THE RECORDS ->
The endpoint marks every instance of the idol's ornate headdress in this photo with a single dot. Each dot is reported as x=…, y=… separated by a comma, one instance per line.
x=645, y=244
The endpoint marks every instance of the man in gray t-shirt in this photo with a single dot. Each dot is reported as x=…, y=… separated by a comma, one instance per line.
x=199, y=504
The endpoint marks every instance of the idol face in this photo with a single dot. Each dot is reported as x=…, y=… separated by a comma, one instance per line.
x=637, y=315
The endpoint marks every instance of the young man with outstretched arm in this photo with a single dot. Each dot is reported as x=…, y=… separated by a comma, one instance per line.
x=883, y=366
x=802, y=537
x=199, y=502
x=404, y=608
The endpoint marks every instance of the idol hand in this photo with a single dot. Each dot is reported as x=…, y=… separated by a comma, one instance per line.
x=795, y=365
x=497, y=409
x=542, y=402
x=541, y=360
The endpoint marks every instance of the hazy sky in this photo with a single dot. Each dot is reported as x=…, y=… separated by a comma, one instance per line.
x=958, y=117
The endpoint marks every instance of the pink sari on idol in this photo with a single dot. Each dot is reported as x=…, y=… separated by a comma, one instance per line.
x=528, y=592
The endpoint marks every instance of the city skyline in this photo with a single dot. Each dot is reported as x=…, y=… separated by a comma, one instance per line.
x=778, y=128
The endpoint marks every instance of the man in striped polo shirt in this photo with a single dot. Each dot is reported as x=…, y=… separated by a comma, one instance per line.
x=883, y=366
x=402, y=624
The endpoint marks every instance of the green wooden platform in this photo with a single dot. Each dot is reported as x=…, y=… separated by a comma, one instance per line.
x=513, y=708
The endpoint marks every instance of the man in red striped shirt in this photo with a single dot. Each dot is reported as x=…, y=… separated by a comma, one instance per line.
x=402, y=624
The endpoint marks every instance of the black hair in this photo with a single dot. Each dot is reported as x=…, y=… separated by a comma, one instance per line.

TASK TO COMPLETE -> Please write out all of the records above word for word, keeping every line as it stands.

WRITTEN REPLY ->
The endpoint marks every instance of the idol's ornate headdress in this photo with a single dot. Each dot is reported as x=…, y=… separated by a comma, one instance per line.
x=645, y=244
The endpoint marks every instance of the man in gray t-shirt in this photo with a single dot. Each dot is reported as x=…, y=… separated by a comma, one instance per line.
x=199, y=504
The endpoint marks every instance of the idol face in this photo with a single dot. Each dot is reported as x=…, y=… separated by a comma, one instance per line.
x=637, y=315
The endpoint marks every instance of the young man with outstretched arm in this photo with a single dot. Each dot is reported as x=…, y=… separated by a comma, one instance per line.
x=883, y=366
x=802, y=537
x=199, y=502
x=404, y=608
The endpoint marks every instance of the idol hand in this photo with a single dot. Each dot is reported as x=…, y=… separated by a comma, one instance per line.
x=795, y=365
x=497, y=409
x=542, y=402
x=541, y=360
The endpoint marks every instance of the hazy sky in this photo with a single dot. Each dot is reported as x=…, y=… separated by a comma, one instance per line.
x=958, y=117
The endpoint marks every instance of the pink sari on idol in this photo with a single dot. Each dot is reported as x=…, y=… separated by a comma, one instance per line.
x=528, y=592
The endpoint marks every instance of the city skyline in this photo with a single dot. Each dot is reported as x=…, y=… separated by a comma, one instance per line.
x=778, y=128
The endpoint marks every instance of the man in striped polo shirt in this photo with a single dot. Each dot is reported as x=…, y=… separated by a comma, one instance per line.
x=883, y=366
x=402, y=624
The endpoint marks every instance of the green wooden platform in this photo with a single dot. Each dot is reported as x=…, y=… separated by a comma, one instance per line.
x=513, y=708
The endpoint marks every instance of the man in red striped shirt in this photo with a single dot. Each dot is reported as x=…, y=… separated by a comma, one instance per line.
x=402, y=624
The endpoint marks every instance of the black hair in this photo with a single dot. Each dot is reported as x=…, y=… separated by a comma, one instance per line.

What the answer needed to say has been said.